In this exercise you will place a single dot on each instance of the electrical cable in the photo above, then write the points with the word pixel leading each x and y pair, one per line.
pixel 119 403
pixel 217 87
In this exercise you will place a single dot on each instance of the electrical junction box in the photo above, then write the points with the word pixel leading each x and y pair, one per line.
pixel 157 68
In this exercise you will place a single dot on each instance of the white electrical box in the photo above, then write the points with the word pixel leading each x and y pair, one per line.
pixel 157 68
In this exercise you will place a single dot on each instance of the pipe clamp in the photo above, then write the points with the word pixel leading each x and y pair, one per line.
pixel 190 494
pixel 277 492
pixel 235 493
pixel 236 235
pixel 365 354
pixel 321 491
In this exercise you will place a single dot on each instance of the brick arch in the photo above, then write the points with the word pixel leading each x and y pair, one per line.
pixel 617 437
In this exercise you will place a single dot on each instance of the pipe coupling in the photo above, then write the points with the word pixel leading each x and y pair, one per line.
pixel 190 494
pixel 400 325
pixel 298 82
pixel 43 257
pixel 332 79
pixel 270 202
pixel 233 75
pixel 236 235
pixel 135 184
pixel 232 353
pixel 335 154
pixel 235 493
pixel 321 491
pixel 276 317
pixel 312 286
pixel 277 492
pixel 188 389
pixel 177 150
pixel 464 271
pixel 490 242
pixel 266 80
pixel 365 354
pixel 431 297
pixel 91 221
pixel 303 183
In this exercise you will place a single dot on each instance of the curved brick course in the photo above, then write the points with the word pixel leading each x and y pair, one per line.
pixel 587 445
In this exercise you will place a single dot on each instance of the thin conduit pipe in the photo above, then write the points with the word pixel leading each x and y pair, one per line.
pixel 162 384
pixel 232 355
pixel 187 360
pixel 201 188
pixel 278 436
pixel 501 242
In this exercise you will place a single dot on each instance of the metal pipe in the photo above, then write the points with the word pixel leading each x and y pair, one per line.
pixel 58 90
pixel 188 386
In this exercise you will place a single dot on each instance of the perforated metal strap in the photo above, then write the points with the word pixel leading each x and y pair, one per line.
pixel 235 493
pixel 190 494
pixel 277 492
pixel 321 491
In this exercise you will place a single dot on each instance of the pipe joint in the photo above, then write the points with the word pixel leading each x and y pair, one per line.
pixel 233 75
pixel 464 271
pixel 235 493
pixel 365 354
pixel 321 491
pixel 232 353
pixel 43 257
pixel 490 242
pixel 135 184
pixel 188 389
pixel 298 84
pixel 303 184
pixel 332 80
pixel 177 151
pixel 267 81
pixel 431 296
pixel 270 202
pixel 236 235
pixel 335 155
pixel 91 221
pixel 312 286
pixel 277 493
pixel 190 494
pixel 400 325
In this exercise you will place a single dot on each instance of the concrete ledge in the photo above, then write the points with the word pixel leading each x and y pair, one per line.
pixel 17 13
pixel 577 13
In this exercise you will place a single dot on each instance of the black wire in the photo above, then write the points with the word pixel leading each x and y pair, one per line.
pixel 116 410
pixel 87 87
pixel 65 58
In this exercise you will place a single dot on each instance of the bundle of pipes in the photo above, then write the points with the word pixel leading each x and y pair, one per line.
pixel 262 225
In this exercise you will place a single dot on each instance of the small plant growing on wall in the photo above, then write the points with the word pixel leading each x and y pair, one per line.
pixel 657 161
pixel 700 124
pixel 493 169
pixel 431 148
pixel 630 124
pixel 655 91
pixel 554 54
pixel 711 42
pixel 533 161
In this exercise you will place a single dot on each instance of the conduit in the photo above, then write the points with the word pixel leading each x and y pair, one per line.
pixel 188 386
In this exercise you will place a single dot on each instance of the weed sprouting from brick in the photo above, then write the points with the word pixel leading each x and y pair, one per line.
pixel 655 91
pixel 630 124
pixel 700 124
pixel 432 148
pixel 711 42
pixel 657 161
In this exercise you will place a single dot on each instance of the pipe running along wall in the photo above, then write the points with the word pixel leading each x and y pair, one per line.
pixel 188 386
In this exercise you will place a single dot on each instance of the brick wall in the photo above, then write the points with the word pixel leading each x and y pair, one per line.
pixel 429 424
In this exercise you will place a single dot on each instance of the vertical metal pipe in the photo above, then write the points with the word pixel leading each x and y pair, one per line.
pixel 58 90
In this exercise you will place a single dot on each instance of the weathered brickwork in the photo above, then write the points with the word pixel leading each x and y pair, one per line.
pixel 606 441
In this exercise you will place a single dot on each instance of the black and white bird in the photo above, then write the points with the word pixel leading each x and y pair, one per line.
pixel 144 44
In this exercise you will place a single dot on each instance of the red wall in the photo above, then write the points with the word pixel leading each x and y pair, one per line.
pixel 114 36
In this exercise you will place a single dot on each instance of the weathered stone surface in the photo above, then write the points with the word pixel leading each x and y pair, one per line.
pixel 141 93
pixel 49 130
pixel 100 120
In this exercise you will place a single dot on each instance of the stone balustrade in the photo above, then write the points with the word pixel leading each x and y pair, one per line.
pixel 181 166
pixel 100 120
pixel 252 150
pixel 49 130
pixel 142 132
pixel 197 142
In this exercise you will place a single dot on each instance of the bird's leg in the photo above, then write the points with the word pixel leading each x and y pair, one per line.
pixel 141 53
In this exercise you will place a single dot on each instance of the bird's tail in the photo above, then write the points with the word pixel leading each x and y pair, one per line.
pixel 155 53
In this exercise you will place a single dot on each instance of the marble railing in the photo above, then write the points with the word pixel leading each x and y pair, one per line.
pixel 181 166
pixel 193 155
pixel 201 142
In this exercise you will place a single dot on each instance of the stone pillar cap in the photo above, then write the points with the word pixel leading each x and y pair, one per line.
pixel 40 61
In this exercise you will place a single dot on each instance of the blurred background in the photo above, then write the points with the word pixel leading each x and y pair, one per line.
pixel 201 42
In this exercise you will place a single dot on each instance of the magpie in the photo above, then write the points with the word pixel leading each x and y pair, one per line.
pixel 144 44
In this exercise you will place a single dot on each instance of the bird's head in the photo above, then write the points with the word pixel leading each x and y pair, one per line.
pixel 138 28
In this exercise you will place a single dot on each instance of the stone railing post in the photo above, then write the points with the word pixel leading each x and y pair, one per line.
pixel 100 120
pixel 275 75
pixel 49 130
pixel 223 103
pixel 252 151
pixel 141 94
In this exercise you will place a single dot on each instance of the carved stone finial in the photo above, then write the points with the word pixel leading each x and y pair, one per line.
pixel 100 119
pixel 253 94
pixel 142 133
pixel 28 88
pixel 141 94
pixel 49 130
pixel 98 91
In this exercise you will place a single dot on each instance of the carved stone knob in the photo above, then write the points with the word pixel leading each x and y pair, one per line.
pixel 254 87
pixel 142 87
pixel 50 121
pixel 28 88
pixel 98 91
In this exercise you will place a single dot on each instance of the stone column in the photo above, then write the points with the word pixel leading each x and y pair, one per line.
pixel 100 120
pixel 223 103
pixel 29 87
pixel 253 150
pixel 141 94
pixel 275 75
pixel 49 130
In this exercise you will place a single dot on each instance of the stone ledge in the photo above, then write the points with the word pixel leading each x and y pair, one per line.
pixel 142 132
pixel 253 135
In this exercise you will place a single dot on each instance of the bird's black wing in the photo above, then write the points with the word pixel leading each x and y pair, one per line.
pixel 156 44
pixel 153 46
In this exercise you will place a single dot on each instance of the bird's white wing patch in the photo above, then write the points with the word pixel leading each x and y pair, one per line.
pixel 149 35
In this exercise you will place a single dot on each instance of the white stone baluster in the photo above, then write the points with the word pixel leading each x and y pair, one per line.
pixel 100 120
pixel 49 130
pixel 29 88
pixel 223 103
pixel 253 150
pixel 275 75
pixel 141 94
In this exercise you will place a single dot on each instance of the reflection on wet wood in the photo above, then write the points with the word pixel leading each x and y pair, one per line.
----
▶ **SHORT TASK**
Could you copy out everything in the listing, word for word, from the line containing "of the magpie" down to the line containing "pixel 149 35", with both of those lines included?

▶ **FINAL ANSWER**
In this exercise you will place a single dot on each instance of the magpie in the photo above, then write the points with the word pixel leading each x and y pair, one per line.
pixel 144 44
In this exercise you will place a single dot on each instance of the bird's head in the photo above, then write the points with the word pixel leading each x and y pair, one per line.
pixel 138 28
In this exercise you will place a single dot on each instance of the stone railing post in the photo above, then write the points with the word pixel leading each x and y pair, one per line.
pixel 100 120
pixel 275 75
pixel 49 130
pixel 223 103
pixel 252 151
pixel 141 94
In this exercise you will place a single dot on each instance of the carved stone finial in the photo above, then write the points with the word pixel leading each x and y pair, one per line.
pixel 100 119
pixel 253 94
pixel 142 133
pixel 28 88
pixel 141 94
pixel 49 130
pixel 98 91
In this exercise you will place a single dot on each instance of the carved stone knob in the photo above, then write the points with the word pixel leading each x and y pair, one per line.
pixel 254 87
pixel 142 87
pixel 50 121
pixel 28 88
pixel 98 91
In this exercise you will place a single dot on each instance of the stone column in the photo above, then write the points with the word pixel leading each x and y pair, one per line.
pixel 100 120
pixel 223 103
pixel 29 87
pixel 253 150
pixel 141 94
pixel 275 75
pixel 49 130
In this exercise you will place a single dot on each instance of the stone ledge in the photo above, then write the points with the word pixel leading each x and y pair, one per line.
pixel 142 132
pixel 253 135
In this exercise you will place a single dot on each instance of the bird's black wing in the photo above, then write the points with the word pixel leading each x and y pair, one per line.
pixel 156 44
pixel 153 46
In this exercise you will place a single dot on each instance of the bird's white wing patch in the photo above, then write the points with the word pixel leading each x and y pair, one per line.
pixel 149 35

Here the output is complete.